Task item -
Please return each entry exactly as it appears, but not the pictures.

Referring expression data
■ ■ ■ ■

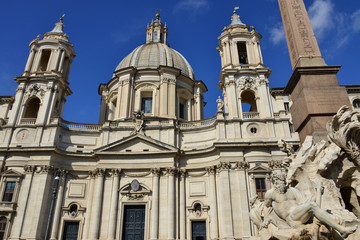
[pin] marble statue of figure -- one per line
(220, 104)
(290, 205)
(139, 121)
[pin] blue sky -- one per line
(105, 32)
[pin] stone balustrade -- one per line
(251, 115)
(195, 124)
(79, 126)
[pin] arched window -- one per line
(146, 102)
(155, 37)
(356, 103)
(45, 57)
(32, 108)
(3, 222)
(248, 102)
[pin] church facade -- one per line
(153, 168)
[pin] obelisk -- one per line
(313, 86)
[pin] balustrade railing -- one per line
(79, 126)
(28, 121)
(251, 115)
(194, 124)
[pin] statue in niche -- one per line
(319, 196)
(139, 122)
(220, 104)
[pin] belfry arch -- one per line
(248, 101)
(32, 108)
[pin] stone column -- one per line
(214, 230)
(154, 223)
(16, 109)
(96, 206)
(61, 63)
(22, 203)
(38, 57)
(244, 200)
(171, 202)
(182, 205)
(44, 108)
(57, 212)
(114, 205)
(30, 60)
(118, 101)
(171, 98)
(226, 222)
(89, 205)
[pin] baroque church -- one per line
(153, 167)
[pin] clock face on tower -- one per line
(135, 185)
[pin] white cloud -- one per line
(192, 6)
(277, 34)
(321, 16)
(355, 20)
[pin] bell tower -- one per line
(156, 31)
(313, 86)
(43, 86)
(244, 77)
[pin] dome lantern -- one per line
(156, 31)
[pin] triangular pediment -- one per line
(259, 169)
(138, 144)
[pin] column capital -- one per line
(155, 171)
(171, 171)
(211, 169)
(223, 166)
(44, 169)
(29, 169)
(115, 172)
(241, 165)
(182, 172)
(99, 172)
(63, 173)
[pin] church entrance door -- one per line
(198, 230)
(134, 222)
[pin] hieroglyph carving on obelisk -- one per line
(300, 36)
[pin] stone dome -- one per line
(152, 55)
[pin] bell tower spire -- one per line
(156, 31)
(43, 86)
(244, 77)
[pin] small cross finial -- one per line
(235, 8)
(62, 17)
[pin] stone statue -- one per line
(139, 122)
(319, 197)
(262, 216)
(220, 104)
(290, 205)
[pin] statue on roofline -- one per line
(318, 197)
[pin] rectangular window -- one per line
(146, 104)
(198, 230)
(182, 111)
(291, 128)
(286, 106)
(9, 191)
(3, 222)
(71, 230)
(242, 52)
(260, 187)
(45, 56)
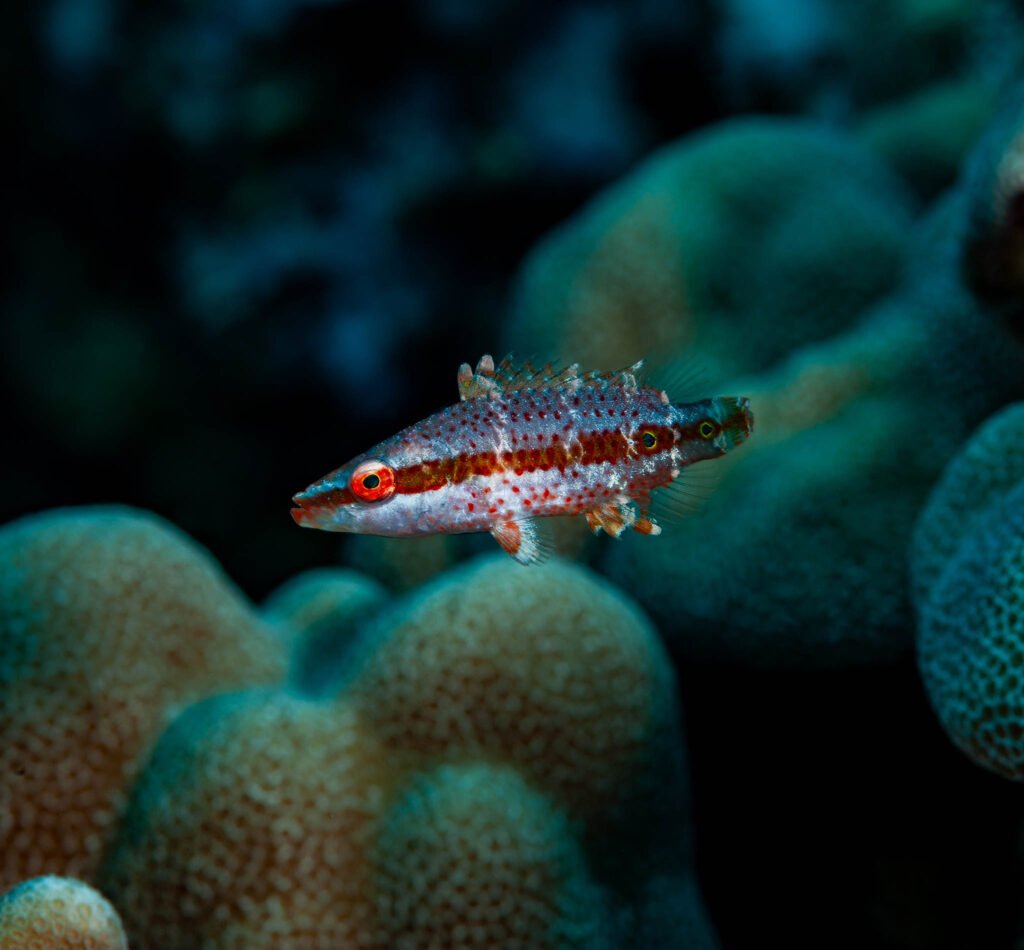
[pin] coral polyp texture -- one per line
(501, 766)
(111, 619)
(473, 856)
(767, 231)
(58, 913)
(250, 828)
(968, 561)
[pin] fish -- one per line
(523, 444)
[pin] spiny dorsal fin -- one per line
(481, 383)
(508, 376)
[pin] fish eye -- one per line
(373, 481)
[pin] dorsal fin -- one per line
(509, 376)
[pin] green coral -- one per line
(968, 559)
(740, 243)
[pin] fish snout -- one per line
(317, 507)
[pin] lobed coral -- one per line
(968, 561)
(58, 913)
(320, 612)
(501, 768)
(491, 662)
(472, 856)
(801, 557)
(111, 620)
(769, 232)
(250, 828)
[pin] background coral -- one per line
(800, 558)
(58, 913)
(320, 612)
(738, 244)
(968, 559)
(111, 620)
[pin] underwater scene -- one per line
(512, 475)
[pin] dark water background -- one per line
(245, 241)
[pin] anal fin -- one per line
(613, 517)
(521, 540)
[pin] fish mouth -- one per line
(312, 510)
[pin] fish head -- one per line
(711, 428)
(358, 498)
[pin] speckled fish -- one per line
(522, 444)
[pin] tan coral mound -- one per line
(471, 856)
(111, 619)
(250, 827)
(548, 668)
(58, 913)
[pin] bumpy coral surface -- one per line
(547, 668)
(801, 557)
(58, 913)
(741, 242)
(111, 619)
(321, 611)
(502, 767)
(250, 828)
(472, 856)
(969, 571)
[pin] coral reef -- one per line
(501, 767)
(111, 620)
(801, 557)
(769, 232)
(488, 664)
(250, 828)
(927, 135)
(58, 913)
(320, 612)
(968, 562)
(473, 856)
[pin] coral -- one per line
(800, 558)
(993, 252)
(58, 913)
(501, 767)
(547, 668)
(111, 619)
(250, 828)
(968, 560)
(927, 135)
(321, 611)
(772, 232)
(472, 856)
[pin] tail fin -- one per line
(736, 420)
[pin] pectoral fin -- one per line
(520, 538)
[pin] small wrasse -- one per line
(526, 443)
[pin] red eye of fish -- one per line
(373, 481)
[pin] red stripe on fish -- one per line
(527, 443)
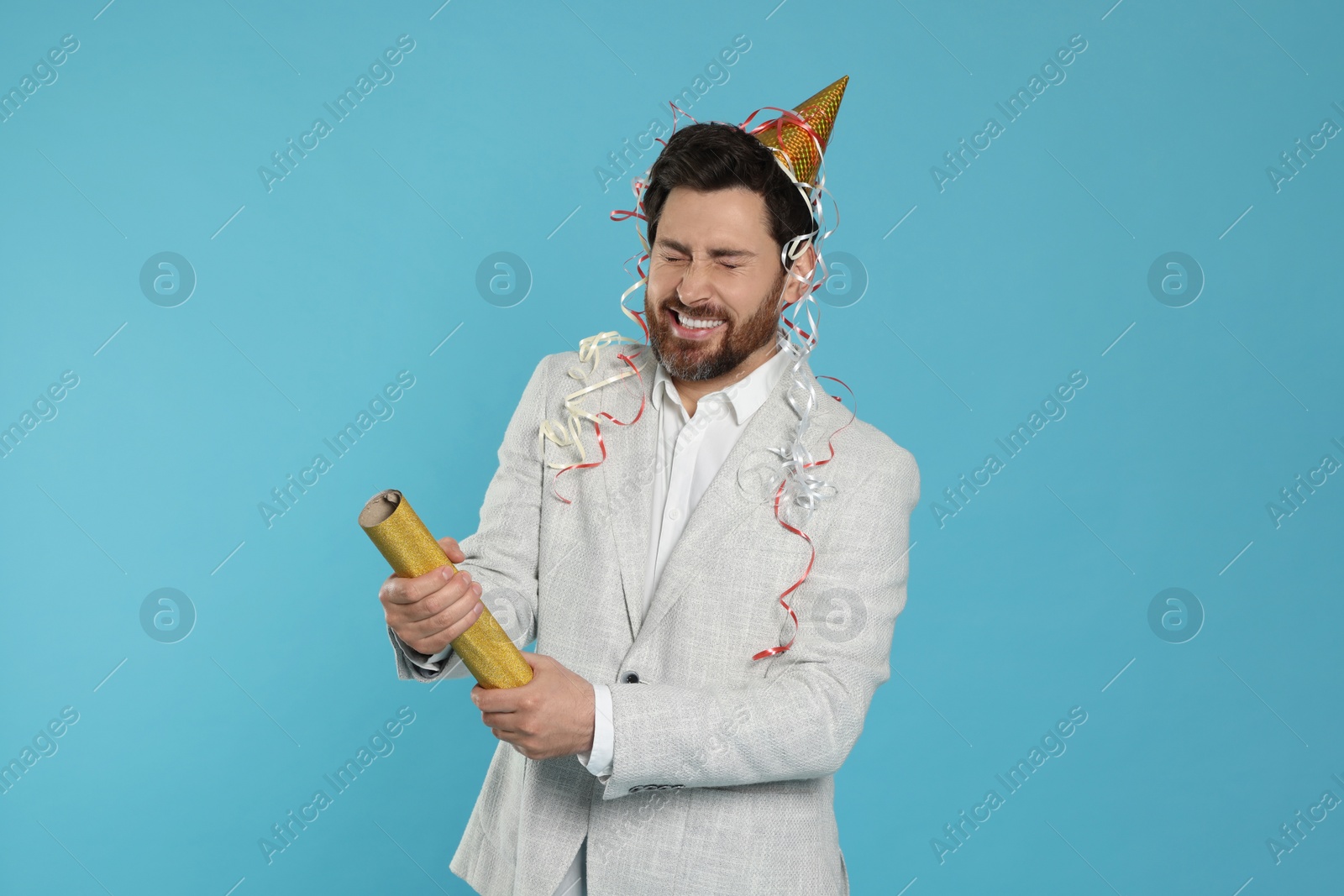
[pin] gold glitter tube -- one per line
(407, 544)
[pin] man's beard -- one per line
(694, 359)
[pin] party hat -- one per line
(784, 136)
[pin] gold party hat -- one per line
(795, 143)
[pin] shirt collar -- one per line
(745, 396)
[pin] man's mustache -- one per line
(703, 315)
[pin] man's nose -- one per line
(696, 284)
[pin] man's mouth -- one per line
(698, 324)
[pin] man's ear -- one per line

■ ■ ■ ■

Result of this task -
[pin] marble statue of figure -- one per line
(220, 104)
(290, 205)
(139, 121)
[pin] blue sky -- one per line
(105, 32)
[pin] stone balustrade -- one per line
(251, 115)
(195, 124)
(79, 126)
[pin] arched window -- one per line
(146, 102)
(155, 37)
(356, 103)
(45, 57)
(32, 108)
(3, 222)
(248, 102)
[pin] church facade -- one per line
(153, 168)
[pin] obelisk -- one per line
(313, 86)
[pin] balustrade railing -- one per line
(79, 126)
(28, 121)
(251, 115)
(194, 124)
[pin] statue in niche -- one per line
(319, 196)
(139, 122)
(220, 104)
[pin] belfry arch -- one per line
(248, 101)
(32, 108)
[pin] stone column -- one per line
(214, 230)
(154, 223)
(16, 109)
(96, 206)
(61, 63)
(22, 203)
(38, 57)
(244, 200)
(171, 202)
(182, 205)
(44, 108)
(57, 212)
(114, 205)
(30, 60)
(118, 101)
(171, 98)
(226, 222)
(89, 205)
[pin] baroque church -- one per line
(153, 167)
[pin] clock face on tower -- one per line
(135, 185)
[pin] white cloud -- one per line
(192, 6)
(277, 34)
(321, 16)
(355, 20)
[pin] bell tower -- one per line
(156, 31)
(313, 86)
(43, 86)
(244, 77)
[pin] dome lantern -- one per line
(156, 31)
[pin] triangular pediment -- one per line
(259, 169)
(138, 144)
[pin] column capital -- one per line
(155, 171)
(171, 171)
(211, 169)
(223, 166)
(44, 169)
(29, 169)
(115, 172)
(241, 165)
(182, 172)
(99, 172)
(63, 173)
[pin] church entrance door -- one per line
(198, 230)
(134, 222)
[pin] hieroglyph carving on obelisk -- one per line
(300, 36)
[pin] stone dome -- one per line
(152, 55)
[pin] bell tower spire -- one per line
(156, 31)
(43, 86)
(244, 77)
[pin] small cross finial -- one per line
(235, 8)
(62, 17)
[pin] stone statue -- one per line
(139, 122)
(319, 197)
(262, 216)
(220, 104)
(290, 205)
[pin] statue on roofline -- one per line
(318, 197)
[pin] rectangular window -- one per line
(146, 104)
(198, 230)
(182, 111)
(291, 128)
(286, 106)
(9, 191)
(3, 222)
(71, 230)
(242, 52)
(260, 187)
(45, 56)
[pin] coral polyp texture -- one per line
(501, 766)
(111, 619)
(473, 856)
(767, 231)
(58, 913)
(250, 828)
(968, 561)
[pin] fish -- one per line
(523, 444)
[pin] spiny dorsal fin -- one per line
(481, 383)
(508, 376)
[pin] fish eye -- one per line
(373, 481)
[pin] dorsal fin -- one per line
(509, 376)
[pin] green coral -- one per line
(968, 559)
(740, 243)
[pin] fish snout -- one per line
(317, 507)
[pin] lobed coral -- one per line
(968, 561)
(58, 913)
(320, 612)
(501, 768)
(491, 662)
(472, 856)
(801, 557)
(111, 620)
(769, 232)
(250, 828)
[pin] background coral -- one per line
(800, 558)
(58, 913)
(320, 612)
(738, 244)
(968, 559)
(111, 620)
[pin] underwater scene -- one per line
(512, 475)
[pin] dark water background -- one per line
(245, 241)
[pin] anal fin -- one per line
(613, 517)
(521, 540)
[pin] fish mouth -- one per line
(312, 510)
[pin] fish head -- one per line
(711, 428)
(358, 498)
[pin] speckled fish -- one per line
(522, 444)
[pin] tan coral mound -- one per line
(471, 856)
(111, 619)
(250, 827)
(548, 668)
(58, 913)
[pin] bumpy coral surface -- one per line
(547, 668)
(801, 557)
(58, 913)
(741, 242)
(111, 619)
(321, 611)
(502, 767)
(250, 828)
(472, 856)
(969, 571)
[pin] coral reef -- one per line
(501, 767)
(111, 620)
(801, 557)
(769, 232)
(488, 664)
(250, 828)
(927, 135)
(58, 913)
(320, 612)
(968, 562)
(473, 856)
[pin] coral -- one per line
(800, 558)
(993, 252)
(58, 913)
(501, 767)
(547, 668)
(111, 619)
(250, 828)
(968, 560)
(927, 135)
(321, 611)
(772, 232)
(472, 856)
[pin] tail fin -- one per line
(736, 420)
[pin] pectoral fin -- one per line
(520, 538)
[pin] small wrasse -- one per line
(526, 443)
[pin] red eye of fish -- one per line
(373, 481)
[pin] red stripe on fish -- one per line
(527, 443)
[pin] gold glitter tube -- one per line
(407, 544)
[pin] man's beard -- one per line
(694, 359)
[pin] party hat -- one per line
(784, 136)
[pin] gold party hat -- one per line
(795, 143)
[pin] shirt collar -- one per line
(745, 396)
[pin] man's mustache -- one per line
(703, 315)
[pin] man's nose -- one per line
(696, 284)
[pin] man's mouth -- one per line
(698, 324)
[pin] man's ear -- one per line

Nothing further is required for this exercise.